** Begin Data for processing **

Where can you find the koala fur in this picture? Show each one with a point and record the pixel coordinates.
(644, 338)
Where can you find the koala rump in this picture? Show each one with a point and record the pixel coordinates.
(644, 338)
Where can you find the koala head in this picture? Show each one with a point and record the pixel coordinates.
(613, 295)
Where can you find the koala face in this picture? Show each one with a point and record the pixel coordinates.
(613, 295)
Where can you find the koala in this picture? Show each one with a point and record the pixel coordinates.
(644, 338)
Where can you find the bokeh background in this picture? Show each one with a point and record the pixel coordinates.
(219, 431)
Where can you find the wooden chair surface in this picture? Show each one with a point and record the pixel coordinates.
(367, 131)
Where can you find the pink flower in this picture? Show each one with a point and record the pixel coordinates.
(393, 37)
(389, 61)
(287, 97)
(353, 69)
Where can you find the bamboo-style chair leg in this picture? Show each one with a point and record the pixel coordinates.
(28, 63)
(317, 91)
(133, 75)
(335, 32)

** End Data for processing **

-- Exercise directions --
Please lay out the lines of the entries above as a JSON list of strings, one string per line and blank lines left out, from the line with "Where can you find the pink" through the end of the entries.

-- Solution --
[
  "Where can you find the pink flower in this picture? Show each one with a point and record the pixel coordinates.",
  "(393, 37)",
  "(389, 61)",
  "(287, 97)",
  "(353, 69)",
  "Where can you find the bamboo-style chair leg in this picture? Show each one with a point and record the pixel coordinates.",
  "(28, 63)",
  "(317, 91)",
  "(133, 75)",
  "(335, 32)"
]